WHAT THE EXERCISE ASKS: Edit the lines below so that every "thickest part" becomes "widest part", with nothing else changed, and leave the pictures out of your answer.

● ● ● ● ●

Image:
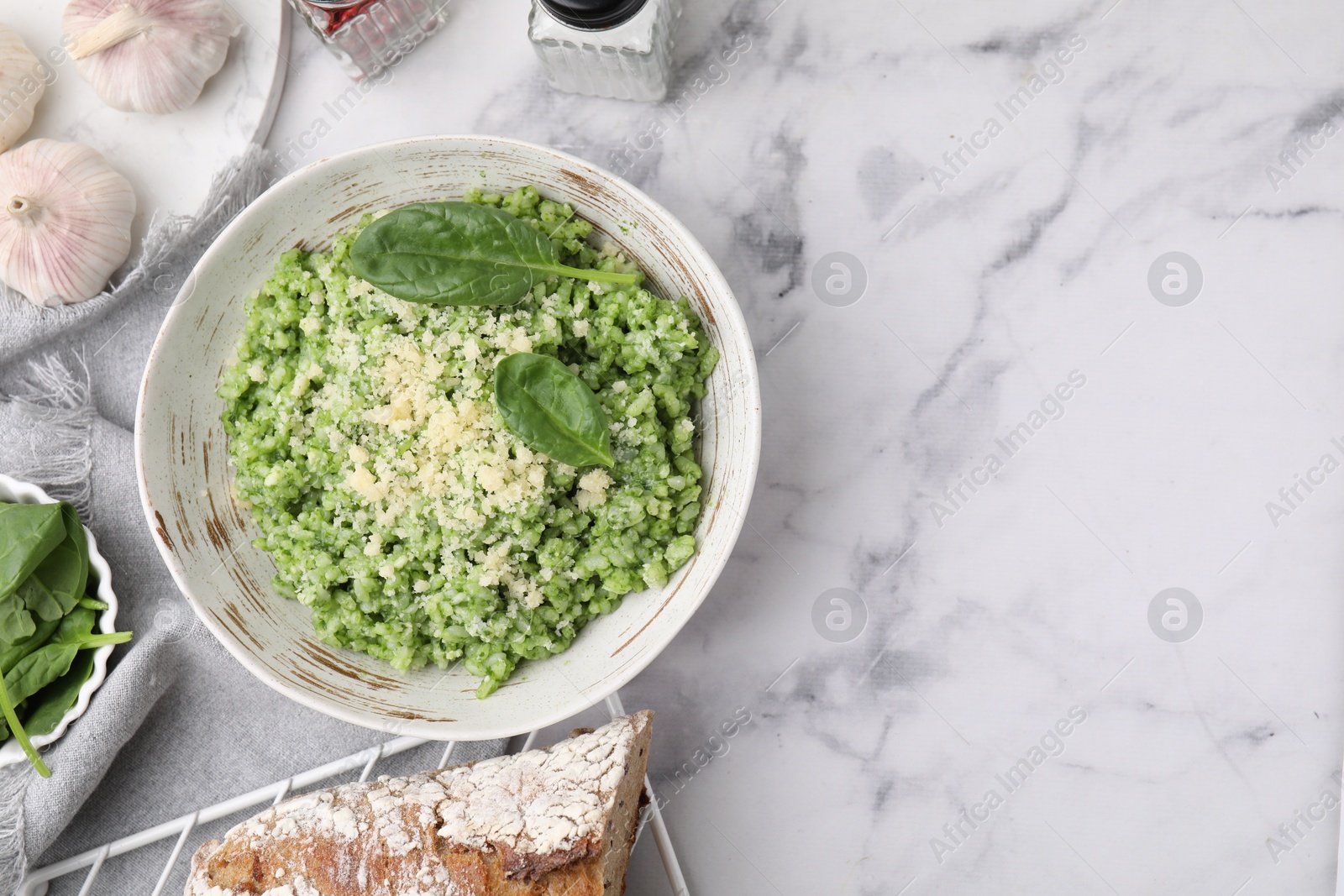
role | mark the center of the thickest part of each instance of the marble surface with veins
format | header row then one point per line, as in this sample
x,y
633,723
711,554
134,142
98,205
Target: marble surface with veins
x,y
1010,181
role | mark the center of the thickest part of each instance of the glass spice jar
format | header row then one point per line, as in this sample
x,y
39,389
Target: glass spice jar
x,y
371,35
620,49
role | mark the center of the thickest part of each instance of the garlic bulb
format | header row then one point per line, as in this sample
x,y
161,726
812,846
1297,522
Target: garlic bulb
x,y
148,55
22,82
65,221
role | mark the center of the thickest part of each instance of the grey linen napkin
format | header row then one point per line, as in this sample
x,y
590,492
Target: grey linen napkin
x,y
179,725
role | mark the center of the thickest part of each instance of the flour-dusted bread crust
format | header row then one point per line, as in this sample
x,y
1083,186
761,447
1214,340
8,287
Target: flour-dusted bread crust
x,y
546,822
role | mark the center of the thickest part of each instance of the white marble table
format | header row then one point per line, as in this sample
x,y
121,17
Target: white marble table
x,y
994,280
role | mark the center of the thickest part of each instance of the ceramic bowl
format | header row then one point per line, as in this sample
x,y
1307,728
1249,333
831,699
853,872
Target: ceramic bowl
x,y
15,492
206,537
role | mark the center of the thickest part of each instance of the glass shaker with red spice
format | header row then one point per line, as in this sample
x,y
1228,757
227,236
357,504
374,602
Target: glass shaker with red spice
x,y
371,35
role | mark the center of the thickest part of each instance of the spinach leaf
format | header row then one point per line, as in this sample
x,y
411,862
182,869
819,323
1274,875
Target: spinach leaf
x,y
15,621
39,600
29,532
460,254
53,660
13,653
65,571
77,626
13,720
553,410
38,669
54,701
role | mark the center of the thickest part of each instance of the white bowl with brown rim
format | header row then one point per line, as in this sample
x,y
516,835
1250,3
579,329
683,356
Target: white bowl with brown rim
x,y
206,537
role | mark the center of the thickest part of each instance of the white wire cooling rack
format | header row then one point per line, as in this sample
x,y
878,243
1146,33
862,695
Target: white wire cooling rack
x,y
35,883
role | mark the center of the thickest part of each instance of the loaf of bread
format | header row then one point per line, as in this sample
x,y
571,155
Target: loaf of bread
x,y
546,822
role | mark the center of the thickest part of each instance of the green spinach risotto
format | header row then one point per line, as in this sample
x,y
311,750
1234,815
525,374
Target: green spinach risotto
x,y
394,499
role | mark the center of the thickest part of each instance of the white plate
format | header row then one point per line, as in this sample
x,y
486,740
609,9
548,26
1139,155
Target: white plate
x,y
170,159
15,492
206,537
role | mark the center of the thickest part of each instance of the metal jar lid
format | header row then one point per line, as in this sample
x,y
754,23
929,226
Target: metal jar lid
x,y
593,15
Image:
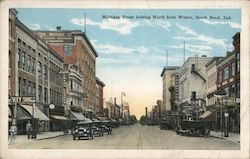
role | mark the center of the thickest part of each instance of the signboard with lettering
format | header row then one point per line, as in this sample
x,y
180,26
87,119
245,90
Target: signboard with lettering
x,y
29,99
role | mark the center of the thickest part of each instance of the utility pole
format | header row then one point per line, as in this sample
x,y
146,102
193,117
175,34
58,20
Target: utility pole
x,y
184,53
85,22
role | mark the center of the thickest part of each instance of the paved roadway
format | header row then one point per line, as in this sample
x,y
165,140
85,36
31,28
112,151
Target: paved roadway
x,y
134,137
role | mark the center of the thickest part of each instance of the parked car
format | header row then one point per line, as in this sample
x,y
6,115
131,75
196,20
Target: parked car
x,y
83,129
106,126
97,128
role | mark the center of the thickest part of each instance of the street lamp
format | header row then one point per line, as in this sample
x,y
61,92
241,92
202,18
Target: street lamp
x,y
220,95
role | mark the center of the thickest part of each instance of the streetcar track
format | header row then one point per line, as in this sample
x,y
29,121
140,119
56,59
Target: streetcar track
x,y
140,140
155,141
116,146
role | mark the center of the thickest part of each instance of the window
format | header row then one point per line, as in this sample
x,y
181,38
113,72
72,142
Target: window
x,y
45,95
226,73
19,86
19,58
232,90
28,62
71,84
238,89
45,72
24,87
67,50
39,69
226,89
238,61
219,76
23,60
233,69
9,58
34,89
29,88
10,27
40,93
33,66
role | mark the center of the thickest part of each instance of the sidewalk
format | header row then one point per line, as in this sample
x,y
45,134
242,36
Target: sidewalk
x,y
233,137
40,136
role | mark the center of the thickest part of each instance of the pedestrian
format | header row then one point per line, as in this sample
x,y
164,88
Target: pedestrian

● ● ● ● ●

OUTPUT BELOW:
Image:
role | mark the center of the widest part of each instance of the marble surface with veins
format | header row then one point per line, as in this sample
x,y
633,723
711,554
134,142
98,205
Target: marble surface with veins
x,y
1010,181
role | mark the center of the widest part of each instance of the glass spice jar
format | header row then one point per line, as in this sample
x,y
39,389
Target: glass spice jar
x,y
371,35
620,49
role | mark the center of the widest part of each instance of the garlic bulb
format | header row then one point per line, as in this sample
x,y
161,726
812,846
1297,522
Target: garlic bulb
x,y
148,55
22,82
65,221
role | mark the center of the widest part of each instance of the grey linen napkin
format | header row then one point per line, as in this sample
x,y
590,492
Target: grey linen napkin
x,y
179,725
role | mark the center of the widest part of each instance of the flour-dusted bread crust
format | header row then one point per line, as in this sample
x,y
1083,186
761,447
1214,340
8,287
Target: flour-dusted bread crust
x,y
546,822
role | mark the center of the widest part of each instance of the white marble table
format | header row then one point per line, as in this sample
x,y
121,17
Target: white marble table
x,y
994,280
role | mark the center of the widest part of each instance of the ceramic bowl
format | header row then one point per line, as in this sample
x,y
1307,728
1249,333
831,699
853,872
Target: ceramic bowl
x,y
15,492
206,537
role | mark the center of the widest part of each instance of the glass shaker with red spice
format | header row then one point per line, as in this sample
x,y
1228,757
227,236
357,504
374,602
Target: glass shaker with red spice
x,y
371,35
role | mark the center of the widest part of each instance of the spinach leaf
format | header row then one point per line, as in this sample
x,y
411,862
182,869
819,323
1274,875
Target: spinach leaf
x,y
15,621
39,600
29,532
460,254
53,660
13,653
65,571
77,626
13,720
553,410
38,669
54,701
role | mark the center of the widest part of each instance of the white bowl with brown rim
format | header row then one point per line, as in this sample
x,y
516,835
1250,3
579,329
683,356
Target: white bowl with brown rim
x,y
206,537
role | mark the center of the widest part of each instance of the white wire cooling rack
format | header row then one point per line, as in this sample
x,y
878,243
1146,33
862,695
Target: white wire cooling rack
x,y
35,883
role | mark the center of the widest part of each instance of the loaf of bread
format | header row then one point per line, as in this sample
x,y
571,155
Target: loaf of bread
x,y
546,822
role | mark the center of the widest part of each instance of the green spinach risotto
format | header row then one point per line, as in this sample
x,y
311,750
1234,815
525,374
Target: green spinach risotto
x,y
394,499
role | mark the center of the widest part of each instance of the white plate
format | header row then one point per line, as in this sample
x,y
486,740
609,9
548,26
1139,155
Target: white plate
x,y
170,159
15,492
206,537
role | mark the center of the widest part of each instance of the metal jar lid
format | header row then one point per line, as in this sample
x,y
754,23
929,226
Target: metal jar lid
x,y
593,15
Image:
role | mark the center of the widest part of each instance of the signboard with lettering
format | header row then one point per line, as in this sample
x,y
180,26
87,119
245,90
Target: signboard with lettering
x,y
29,99
role | mark the center of the widest part of each instance of the utility pole
format | header row then one point per line, as in this sample
x,y
146,102
193,117
175,34
58,20
Target: utility pole
x,y
184,53
85,22
role | mark the center of the widest part of each instance of the paved roadway
format | header row then one point per line, as in this sample
x,y
165,140
85,36
31,28
112,151
Target: paved roadway
x,y
134,137
role | mark the center of the widest part of each instance of the parked car
format | header row then one point per line, as in this sample
x,y
6,115
131,75
196,20
Target: parked car
x,y
83,129
106,126
97,128
role | mark the center of the widest part of each instance of the street lamp
format | header row then one point per line, as in this sample
x,y
61,92
241,92
202,18
Target: street lamp
x,y
220,95
role | mark the center of the widest part of each instance of the streetcar track
format | header row then one point per line, as in this sample
x,y
29,121
140,119
56,59
Target: streetcar track
x,y
140,140
155,141
116,146
role | mark the center of the widest part of each instance of the window
format | header row then one point per line, as in this sample
x,y
181,38
113,72
72,142
Target: window
x,y
45,95
226,73
19,86
19,58
232,90
28,62
71,84
238,89
45,72
24,87
67,50
39,69
226,89
238,61
219,76
23,60
233,69
9,58
34,89
29,88
10,27
40,93
33,66
role | mark the center of the widest part of each instance of the sidewalk
format | header row then one point per line, as in this sample
x,y
45,134
242,36
Target: sidewalk
x,y
233,137
40,136
role | mark the center of the widest part of each instance of the pedestrian
format | header row then one point per line, as in this sample
x,y
164,88
Target: pedestrian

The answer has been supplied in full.